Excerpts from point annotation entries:
(begin)

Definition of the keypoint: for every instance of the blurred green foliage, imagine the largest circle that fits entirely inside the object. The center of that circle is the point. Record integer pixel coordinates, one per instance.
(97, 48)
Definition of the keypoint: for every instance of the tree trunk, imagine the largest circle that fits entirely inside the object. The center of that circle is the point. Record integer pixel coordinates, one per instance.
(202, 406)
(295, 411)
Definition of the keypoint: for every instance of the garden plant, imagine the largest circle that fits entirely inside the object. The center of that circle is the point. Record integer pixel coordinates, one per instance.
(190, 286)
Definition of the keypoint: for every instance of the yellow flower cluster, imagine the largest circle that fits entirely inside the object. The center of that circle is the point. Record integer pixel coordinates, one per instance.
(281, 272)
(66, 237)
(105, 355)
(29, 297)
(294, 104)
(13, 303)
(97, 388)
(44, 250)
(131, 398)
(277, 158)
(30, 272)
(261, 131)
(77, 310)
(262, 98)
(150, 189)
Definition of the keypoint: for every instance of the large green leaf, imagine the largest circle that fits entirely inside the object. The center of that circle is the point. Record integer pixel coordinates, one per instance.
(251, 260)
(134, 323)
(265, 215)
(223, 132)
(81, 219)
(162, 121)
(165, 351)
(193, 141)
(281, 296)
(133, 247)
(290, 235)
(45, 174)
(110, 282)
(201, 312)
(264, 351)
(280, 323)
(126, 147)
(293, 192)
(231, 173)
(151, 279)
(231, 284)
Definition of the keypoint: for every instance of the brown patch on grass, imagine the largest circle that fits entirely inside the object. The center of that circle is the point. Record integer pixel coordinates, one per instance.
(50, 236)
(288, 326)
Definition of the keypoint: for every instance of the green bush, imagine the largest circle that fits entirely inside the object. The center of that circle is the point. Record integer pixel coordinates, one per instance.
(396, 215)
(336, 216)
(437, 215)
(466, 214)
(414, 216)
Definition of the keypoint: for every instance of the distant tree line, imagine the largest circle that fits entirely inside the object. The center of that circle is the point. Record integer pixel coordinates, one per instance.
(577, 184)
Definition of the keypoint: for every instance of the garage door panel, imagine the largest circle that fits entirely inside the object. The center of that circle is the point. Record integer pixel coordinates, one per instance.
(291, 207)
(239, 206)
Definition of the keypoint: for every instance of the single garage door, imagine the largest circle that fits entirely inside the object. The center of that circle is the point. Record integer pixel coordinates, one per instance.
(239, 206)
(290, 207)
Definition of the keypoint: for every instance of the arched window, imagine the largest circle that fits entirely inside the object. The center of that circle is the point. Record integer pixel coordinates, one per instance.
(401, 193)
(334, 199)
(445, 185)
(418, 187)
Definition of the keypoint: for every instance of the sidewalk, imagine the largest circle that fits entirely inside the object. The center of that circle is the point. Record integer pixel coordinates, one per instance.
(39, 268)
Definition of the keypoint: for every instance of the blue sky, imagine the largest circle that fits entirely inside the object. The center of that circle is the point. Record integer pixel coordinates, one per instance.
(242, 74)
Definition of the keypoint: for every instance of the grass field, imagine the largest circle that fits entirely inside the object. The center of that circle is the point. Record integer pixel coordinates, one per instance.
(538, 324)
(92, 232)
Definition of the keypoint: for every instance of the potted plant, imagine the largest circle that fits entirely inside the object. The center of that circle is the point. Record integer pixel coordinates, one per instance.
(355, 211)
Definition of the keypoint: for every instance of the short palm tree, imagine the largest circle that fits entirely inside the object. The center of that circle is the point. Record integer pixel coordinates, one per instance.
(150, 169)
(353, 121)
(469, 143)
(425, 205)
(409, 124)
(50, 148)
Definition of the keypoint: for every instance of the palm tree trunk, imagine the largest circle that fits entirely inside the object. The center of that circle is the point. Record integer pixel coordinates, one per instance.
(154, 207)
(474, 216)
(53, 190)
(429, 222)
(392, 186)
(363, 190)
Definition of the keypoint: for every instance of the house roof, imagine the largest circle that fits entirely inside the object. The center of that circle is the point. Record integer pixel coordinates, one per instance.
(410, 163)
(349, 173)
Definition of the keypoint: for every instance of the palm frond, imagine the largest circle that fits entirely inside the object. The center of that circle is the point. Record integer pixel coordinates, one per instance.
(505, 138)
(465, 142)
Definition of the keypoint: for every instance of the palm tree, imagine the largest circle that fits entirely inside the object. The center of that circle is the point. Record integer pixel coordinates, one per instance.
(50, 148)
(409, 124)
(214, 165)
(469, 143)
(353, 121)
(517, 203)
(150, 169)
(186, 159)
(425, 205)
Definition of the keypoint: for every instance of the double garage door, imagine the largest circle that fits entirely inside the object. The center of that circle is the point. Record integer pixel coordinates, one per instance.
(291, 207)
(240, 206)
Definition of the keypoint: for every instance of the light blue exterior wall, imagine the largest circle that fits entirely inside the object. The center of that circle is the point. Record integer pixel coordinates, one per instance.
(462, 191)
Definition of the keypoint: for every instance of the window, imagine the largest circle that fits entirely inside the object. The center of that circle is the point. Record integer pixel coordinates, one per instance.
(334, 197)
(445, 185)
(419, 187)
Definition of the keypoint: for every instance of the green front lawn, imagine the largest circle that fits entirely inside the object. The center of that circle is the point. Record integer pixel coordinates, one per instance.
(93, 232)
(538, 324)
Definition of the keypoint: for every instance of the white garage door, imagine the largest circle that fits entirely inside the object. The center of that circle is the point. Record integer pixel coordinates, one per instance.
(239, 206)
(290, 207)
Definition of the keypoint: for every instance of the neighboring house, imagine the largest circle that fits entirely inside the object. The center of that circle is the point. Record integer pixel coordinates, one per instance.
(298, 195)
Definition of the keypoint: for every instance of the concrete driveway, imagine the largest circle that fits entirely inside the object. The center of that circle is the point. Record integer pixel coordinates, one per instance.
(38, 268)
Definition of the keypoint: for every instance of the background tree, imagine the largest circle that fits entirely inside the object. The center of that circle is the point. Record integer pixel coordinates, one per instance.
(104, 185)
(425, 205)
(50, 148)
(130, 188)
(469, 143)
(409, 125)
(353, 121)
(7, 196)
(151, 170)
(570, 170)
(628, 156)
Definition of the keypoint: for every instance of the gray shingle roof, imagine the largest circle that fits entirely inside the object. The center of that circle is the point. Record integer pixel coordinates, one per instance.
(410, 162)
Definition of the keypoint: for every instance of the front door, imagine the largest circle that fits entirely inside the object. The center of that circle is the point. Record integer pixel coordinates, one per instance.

(end)

> [Task to carry out]: Please convert everything from the line containing "Definition of the keypoint: for every instance of the white" through the end of the entries into a Markdown table with the columns Row and Line, leaving out any blank lines.

> [Answer for this exercise]:
| Row | Line |
|---|---|
| 1 | Definition of the keypoint: for every instance of the white garage door, imagine the largest circle that fits entirely inside the object. The center of that circle is the point. Record integer pixel coordinates, one per instance. |
| 2 | (239, 206) |
| 3 | (290, 207) |
| 4 | Definition of the keypoint: for every instance of the neighboring house, imagine the largest circle that fits entirely inside the object. The center of that circle is the point. Record integer pixel coordinates, one per instance. |
| 5 | (298, 195) |
| 6 | Definition of the keypoint: for every instance of the concrete driveway, imagine the largest circle that fits entirely inside the object. The center of that circle is the point. Record integer pixel coordinates, one per instance. |
| 7 | (38, 268) |
| 8 | Definition of the keypoint: for every instance of the background tree, imagine the largest circle that fits entirely inside the object. The center of that circle is the point. Record integer pixel coordinates, one per instance. |
| 9 | (104, 185) |
| 10 | (425, 205) |
| 11 | (50, 148) |
| 12 | (130, 188) |
| 13 | (469, 143) |
| 14 | (409, 125) |
| 15 | (353, 121) |
| 16 | (7, 196) |
| 17 | (151, 170) |
| 18 | (570, 170) |
| 19 | (628, 156) |
| 20 | Definition of the keypoint: for every instance of the gray shingle roof, imagine the largest circle that fits entirely inside the object. The center of that circle is the point. Record integer pixel coordinates, one per instance. |
| 21 | (410, 162) |
| 22 | Definition of the keypoint: for every instance of the front door, imagine the largest circle that fits entirely inside the object. The center of that circle is the point. Record integer pixel coordinates, one per instance. |